Task to carry out:
Print the listing that follows, character for character.

■ ■ ■ ■

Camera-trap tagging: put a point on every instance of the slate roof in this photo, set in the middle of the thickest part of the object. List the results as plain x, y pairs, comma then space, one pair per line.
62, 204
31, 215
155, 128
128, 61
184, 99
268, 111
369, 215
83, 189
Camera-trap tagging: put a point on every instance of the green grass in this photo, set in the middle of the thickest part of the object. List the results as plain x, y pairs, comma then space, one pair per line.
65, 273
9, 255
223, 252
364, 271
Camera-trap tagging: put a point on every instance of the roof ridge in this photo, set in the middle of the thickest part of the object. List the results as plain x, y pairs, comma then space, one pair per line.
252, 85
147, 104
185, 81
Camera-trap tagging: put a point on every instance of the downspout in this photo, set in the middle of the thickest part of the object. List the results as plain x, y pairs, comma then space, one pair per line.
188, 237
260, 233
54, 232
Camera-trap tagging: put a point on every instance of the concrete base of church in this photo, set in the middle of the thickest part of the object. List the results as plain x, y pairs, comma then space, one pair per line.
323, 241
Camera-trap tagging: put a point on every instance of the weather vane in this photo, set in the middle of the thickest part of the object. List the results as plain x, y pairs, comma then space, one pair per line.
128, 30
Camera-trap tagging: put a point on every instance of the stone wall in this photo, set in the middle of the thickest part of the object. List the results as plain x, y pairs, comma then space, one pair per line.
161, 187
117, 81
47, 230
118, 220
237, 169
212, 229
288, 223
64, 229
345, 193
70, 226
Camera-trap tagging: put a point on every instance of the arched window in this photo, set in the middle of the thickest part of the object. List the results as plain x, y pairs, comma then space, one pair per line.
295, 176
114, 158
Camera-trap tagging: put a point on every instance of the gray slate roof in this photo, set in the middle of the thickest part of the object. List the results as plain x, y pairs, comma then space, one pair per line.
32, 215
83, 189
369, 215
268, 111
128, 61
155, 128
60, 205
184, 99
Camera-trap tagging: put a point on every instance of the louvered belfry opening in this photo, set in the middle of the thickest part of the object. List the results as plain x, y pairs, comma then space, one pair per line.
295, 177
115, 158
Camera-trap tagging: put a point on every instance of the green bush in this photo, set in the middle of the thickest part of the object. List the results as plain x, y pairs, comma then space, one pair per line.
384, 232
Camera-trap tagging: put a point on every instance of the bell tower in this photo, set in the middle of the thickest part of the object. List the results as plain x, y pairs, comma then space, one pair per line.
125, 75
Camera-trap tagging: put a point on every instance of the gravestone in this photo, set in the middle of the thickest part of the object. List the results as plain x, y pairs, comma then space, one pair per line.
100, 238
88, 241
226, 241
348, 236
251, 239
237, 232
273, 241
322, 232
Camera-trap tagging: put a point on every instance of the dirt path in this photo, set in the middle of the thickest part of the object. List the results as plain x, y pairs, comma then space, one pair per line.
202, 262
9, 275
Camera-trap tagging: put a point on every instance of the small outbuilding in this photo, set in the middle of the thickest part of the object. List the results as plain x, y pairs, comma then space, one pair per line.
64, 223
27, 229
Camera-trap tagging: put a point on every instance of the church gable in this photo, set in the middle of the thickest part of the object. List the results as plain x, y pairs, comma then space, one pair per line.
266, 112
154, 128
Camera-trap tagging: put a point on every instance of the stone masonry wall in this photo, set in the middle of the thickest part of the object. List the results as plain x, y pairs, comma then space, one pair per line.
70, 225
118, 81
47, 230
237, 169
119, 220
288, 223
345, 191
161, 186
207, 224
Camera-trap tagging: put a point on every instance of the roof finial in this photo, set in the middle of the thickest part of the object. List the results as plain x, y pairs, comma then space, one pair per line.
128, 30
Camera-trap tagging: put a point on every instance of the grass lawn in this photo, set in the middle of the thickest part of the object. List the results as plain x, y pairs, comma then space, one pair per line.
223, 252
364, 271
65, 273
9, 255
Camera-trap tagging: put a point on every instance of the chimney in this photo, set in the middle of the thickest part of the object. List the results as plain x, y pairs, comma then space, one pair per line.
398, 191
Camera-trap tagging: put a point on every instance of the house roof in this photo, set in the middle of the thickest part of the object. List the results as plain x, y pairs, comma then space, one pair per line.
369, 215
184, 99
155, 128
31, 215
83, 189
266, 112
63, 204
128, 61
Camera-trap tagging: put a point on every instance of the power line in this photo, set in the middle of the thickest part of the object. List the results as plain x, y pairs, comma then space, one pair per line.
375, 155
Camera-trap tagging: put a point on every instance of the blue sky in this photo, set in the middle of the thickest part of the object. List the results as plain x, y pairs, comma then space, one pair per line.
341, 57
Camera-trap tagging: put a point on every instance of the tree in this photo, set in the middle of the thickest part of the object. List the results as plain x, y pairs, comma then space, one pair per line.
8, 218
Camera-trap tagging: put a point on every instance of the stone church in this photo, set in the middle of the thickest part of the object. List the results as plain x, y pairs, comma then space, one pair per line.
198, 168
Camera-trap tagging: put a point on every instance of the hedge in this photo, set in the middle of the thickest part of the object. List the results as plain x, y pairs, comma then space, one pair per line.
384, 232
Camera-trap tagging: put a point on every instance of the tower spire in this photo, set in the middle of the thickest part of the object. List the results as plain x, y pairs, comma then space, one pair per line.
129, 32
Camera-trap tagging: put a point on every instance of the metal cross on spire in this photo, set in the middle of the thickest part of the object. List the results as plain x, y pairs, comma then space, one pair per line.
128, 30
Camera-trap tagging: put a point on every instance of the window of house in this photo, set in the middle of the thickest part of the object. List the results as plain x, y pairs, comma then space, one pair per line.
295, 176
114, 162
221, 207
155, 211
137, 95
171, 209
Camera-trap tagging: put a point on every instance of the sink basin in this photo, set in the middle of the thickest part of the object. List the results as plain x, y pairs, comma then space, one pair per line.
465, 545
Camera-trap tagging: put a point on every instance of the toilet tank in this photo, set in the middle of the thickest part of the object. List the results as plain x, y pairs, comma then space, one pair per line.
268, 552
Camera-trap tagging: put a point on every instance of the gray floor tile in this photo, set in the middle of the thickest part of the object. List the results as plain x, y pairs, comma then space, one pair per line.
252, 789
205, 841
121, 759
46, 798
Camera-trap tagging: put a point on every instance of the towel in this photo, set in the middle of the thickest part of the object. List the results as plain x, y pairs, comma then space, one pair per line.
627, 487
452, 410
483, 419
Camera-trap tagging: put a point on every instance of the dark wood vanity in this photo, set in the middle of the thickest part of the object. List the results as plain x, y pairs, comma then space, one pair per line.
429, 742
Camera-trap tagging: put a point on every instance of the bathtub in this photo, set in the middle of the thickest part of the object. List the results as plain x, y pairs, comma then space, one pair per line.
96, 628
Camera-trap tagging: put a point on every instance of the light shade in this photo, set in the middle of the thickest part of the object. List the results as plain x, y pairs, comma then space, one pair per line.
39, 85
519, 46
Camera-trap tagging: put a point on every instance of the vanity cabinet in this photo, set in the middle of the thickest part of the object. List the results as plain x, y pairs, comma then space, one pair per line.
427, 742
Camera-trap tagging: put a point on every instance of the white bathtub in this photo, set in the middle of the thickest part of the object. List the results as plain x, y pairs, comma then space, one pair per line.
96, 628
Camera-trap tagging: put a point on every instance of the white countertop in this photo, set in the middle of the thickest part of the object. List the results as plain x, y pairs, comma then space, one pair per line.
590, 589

■ ■ ■ ■

Completed exercise:
Camera-trap tagging: put a point on every instance of the slate roof in this photo, set in the middle of the thickest part of the object. List the results as plain x, y pairs, comma then space, one pair per line.
62, 204
31, 215
155, 128
128, 61
184, 99
268, 111
369, 215
83, 189
Camera-trap tagging: put a point on every instance of the green grass in this photo, set in the middle of the thickest part of the object. List the results as plain x, y pairs, comma then space, one pair per line.
65, 273
9, 255
223, 252
364, 271
Camera-trap tagging: put a point on every instance of the roof ridge in this photo, set in the middle of the thickest part of the object. List the results as plain x, y pairs, comma then space, one pair per line.
252, 85
147, 104
185, 81
Camera-trap tagging: put a point on every instance of the downspout in this photo, set in the middle of the thickest part of the object. List the results as plain x, y pairs, comma then space, one pair per line.
188, 237
260, 233
54, 232
Camera-trap tagging: put a point on every instance of the concrete base of church in this photo, set in the middle of the thickest part of the object. List the results as plain x, y pairs, comma then space, one pair per line.
323, 241
Camera-trap tagging: put a point on every instance of the weather vane in this photo, set in the middle of the thickest part of the object. List the results as plain x, y pairs, comma then space, one pair per line.
128, 30
Camera-trap tagging: put a point on every instance of the stone wall in this photo, set in the middle of the thickest part of the object. List the results as plain x, y pairs, comma then space, one pair per line.
161, 187
117, 81
47, 230
118, 220
237, 169
212, 229
288, 223
64, 229
345, 193
70, 226
Camera-trap tagging: put a point on every instance of the arched window in this photo, set in the middle of the thickest part of the object. List the results as plain x, y pairs, comma then space, one pair per line.
295, 176
114, 158
Camera-trap tagging: put a point on every instance of the gray slate roof in this photo, set in the middle of the thickest part of the object. List the results as plain x, y pairs, comma then space, one pair per line.
32, 215
83, 189
369, 215
268, 111
128, 61
155, 128
60, 205
184, 99
Camera-trap tagging: put a point on every instance of the louvered belfry opening in this photo, set in the middle of the thickest part of the object. List the results as plain x, y pairs, comma then space, one pair per line.
295, 177
115, 158
Camera-trap tagging: put a point on every instance of the green bush in this photo, set in the middle of the thickest part of the object. List the results as plain x, y pairs, comma then space, one pair per line.
384, 232
Camera-trap tagging: put a point on every instance of the bell tower in this photo, set in the middle of the thickest part of the object. List the results as plain x, y pairs, comma then space, one pair per line.
125, 75
Camera-trap tagging: put a point on every instance of the gravestone in this photo, set in the middle of the thickest part of the object. List the results as plain x, y pairs, comma then space, one pair per line.
100, 238
88, 241
226, 241
348, 236
251, 239
237, 232
273, 241
322, 232
Camera-trap tagging: put a point on every instance of the dirt path in this photo, set in the middle of the thickest part of the object. List the results as plain x, y pairs, comma then space, one pair per line.
202, 262
9, 275
Camera-trap tagging: put a point on every instance of the small outbuilding in this photo, set in the middle of the thickest part of the object. List the results as plain x, y pairs, comma then space, one pair per line.
64, 223
27, 229
Camera-trap tagging: put a point on every instance of the church gable in this photo, set in the middle of the thickest part of the object. List the results as plain x, y pairs, comma then space, one pair per line.
266, 112
154, 128
Camera-trap tagging: put a point on every instance of the stone masonry wall in this photo, set in the middle of the thickest part of the object. List the results as plain x, y pairs, comma then space, one pair per line.
70, 225
118, 81
47, 230
237, 169
119, 220
288, 223
345, 191
161, 186
207, 224
Camera-trap tagging: put a point on every instance of the roof finial in this photo, set in the middle of the thickest part of the object. List the results as plain x, y pairs, comma then space, one pair per line.
128, 30
Camera-trap tagging: put a point on every instance of the grass lawn in this photo, set in the middle of the thickest part of the object. List the results as plain x, y pairs, comma then space, one pair per line.
223, 252
364, 271
65, 273
9, 255
Camera-trap tagging: put a point on every instance of the chimney in this photo, set in the middle of the thickest part of the object. List the results as plain x, y pairs, comma then space, one pair per line.
398, 191
Camera-trap tagging: put a point on every instance of the house roof in this photo, set in the middle of the thickest part of the object. List the results as plain x, y pairs, comma then space, one pair per line.
369, 215
184, 99
155, 128
31, 215
83, 189
266, 112
63, 204
128, 61
Camera-trap tagging: put a point on every instance of the power line in this photo, set in the middle of the thickest part of the object. List the results as plain x, y pairs, comma then space, one pair per line.
375, 155
Camera-trap tagging: put a point on every instance of the blue sky in this photo, set in the middle of the thickest part of the object. List the results as plain x, y pairs, comma then space, one pair per line.
341, 57
Camera-trap tagging: put a point on every instance of the tree in this photo, set in the middle of the thickest part of the object. List the results as plain x, y pairs, comma then space, one pair per line.
8, 218
Camera-trap tagging: put a point on every instance of the stone church in this photo, set in the middle of the thickest part of the object. List the results as plain x, y pairs, comma then space, one pair per line.
198, 168
Camera-trap tagging: put a point on every instance of the hedge in this photo, set in the middle of the thickest part of the object. List the results as plain x, y pairs, comma then space, one pair per line.
384, 232
Camera-trap tagging: put a point on every instance of the tower spire in this photo, set in the middle of the thickest part of the object. List the results as plain x, y pairs, comma then space, one pair per line.
129, 32
Camera-trap tagging: put a point on every instance of the metal cross on spire in this photo, set in the middle of the thickest part of the object. List the results as plain x, y pairs, comma then space, one pair per line.
128, 30
Camera-trap tagging: put a point on every instance of the window of house in this photo, set in the middle of the thickest part of the object. List the results as plain x, y pairs, comma then space, one pair per line.
295, 176
114, 162
221, 207
155, 211
137, 95
171, 209
Camera-trap tagging: put a point on every instance of the sink basin in this photo, set in the middle of the thickest part of the object. List the results as plain x, y pairs, comma then space, one pair per line.
465, 545
Camera-trap tagging: put a point on every instance of the toilet tank in this photo, set in the middle of the thickest part of the object. List the results as plain x, y pairs, comma then space, one pair per line.
268, 552
Camera-trap tagging: put a point on every instance of the gray floor tile in this photo, set in the middle of the thickest part of the object. List the results as plain x, y pairs, comma then space, one pair per line.
252, 789
205, 841
121, 759
46, 798
Camera-trap tagging: put a point on every instance of the towel in this photo, set in the middle of the thickest part of the object. List the results as plain x, y pairs, comma then space, one pair per line.
627, 487
452, 410
483, 419
Camera-trap tagging: put a point on every instance of the dark wood vanity in this photo, set in the middle of the thickest part of the object. List the results as plain x, y pairs, comma then space, one pair per line.
429, 742
Camera-trap tagging: put a point on every instance of the bathtub in this photo, set in the middle of the thickest part of the object. List the results as plain x, y pairs, comma then space, one pair per line.
96, 628
Camera-trap tagging: put a point on every instance of the light shade in this photo, set in the middle of the thickest part of the object. List the results as plain x, y pairs, comma then space, one pair per line.
39, 85
519, 46
Camera-trap tagging: put a point on every instance of the vanity cabinet in this photo, set in the middle of the thickest part of the object. List the results as plain x, y pairs, comma then space, one pair per line.
427, 742
Camera-trap tagging: put a point on every instance of the white bathtub in this photo, set in the middle of the thickest part of the object. List the results as plain x, y pairs, comma then space, one pair per line.
96, 628
Camera-trap tagging: put a point on every instance of the white countertop in this photo, set in the middle of the thickest part of the object. List the results as plain x, y pairs, comma then space, one pair per line.
590, 589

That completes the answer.